Z jakich zdań składa się akapit wpisu o DeFi, który zaczyna się od słów „Rynek finansowy”? Wypisz je wszystkie w kolejności.

:: Cytowany fragment ::
:::

DeFi po raz drugi – zdecentralizowane pożyczki i ubezpieczenia

Przemek/ 12 września, 2022

Rynek finansowy to jeden z największych graczy w obecnym świecie. Znaczna jego część dotyczy usług związanych z różnego rodzaju pożyczkami oraz usługami ubezpieczeniowymi. Również w zdecentralizowanych finansach są to bardzo istotne tematy, dlatego dzisiaj się na nich skupię. Jest to drugi wpis dotyczący tematyki DeFi, dlatego polecam zapoznać się z poprzednim postem, a jeśli masz już to za sobą, to zapraszam do dalszej lektury 🙂

Pożyczysz mi trochę pieniędzy?

Dużą zaletą tradycyjnego systemu finansowego jest możliwość uzyskania różnego rodzaju kredytów. Rozważnie wzięta pożyczka może stać się bardzo dobrą dźwignią finansową i znacznie przyspieszyć osiąganie zysków. Pomijam tutaj aspekt brania kredytów jedynie w celach konsumpcyjnych.

Kolejnym plusem jest możliwość użyczenia swoich środków czy to bankom czy innym podmiotom, które wygenerują przy ich pomocy zyski, a my dostaniemy z nich pewną część. Może i dzisiejsze lokaty nie pomagają zwalczyć inflacji, ale i tak są lepsze niż trzymanie pieniędzy w skarpecie. Dodatkowo ich założenie jest równie proste, co napisanie posta na Facebooku.

Do niedawna wykorzystanie scentralizowanych finansów do wspomnianych wyżej celów było sensowną i stosunkowo bezpieczną możliwością. Po pierwsze duże instytucje w łatwy sposób mogły docierać do klientów potrzebujących dodatkowej gotówki oraz zapewniały zabezpieczenie środków, które znajdowały się w ich obrębie (przynajmniej w teorii). Jednak wszystko się zmieniło kiedy na scenę wszedł blockchain ze swoimi możliwościami i obie wyżej wymienione zalety można osiągnąć bez konieczności opierania się o scentralizowaną jednostkę. Dzięki odpowiednio napisanym smart kontraktom możemy stworzyć system, który nikogo nie faworyzuje i daje równy dostęp do finansów każdemu.

:::

:: Sekcja danych ::

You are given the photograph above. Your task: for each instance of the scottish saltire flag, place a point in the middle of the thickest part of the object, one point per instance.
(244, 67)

:::

:: Odpowiedź pisemna ::
1. Rynek finansowy to jeden z największych graczy w obecnym świecie.
2. Znaczna jego część dotyczy usług związanych z różnego rodzaju pożyczkami oraz usługami ubezpieczeniowymi.
3. Również w zdecentralizowanych finansach są to bardzo istotne tematy, dlatego dzisiaj się na nich skupię.
4. Jest to drugi wpis dotyczący tematyki DeFi, dlatego polecam zapoznać się z poprzednim postem, a jeśli masz już to za sobą, to zapraszam do dalszej lektury 🙂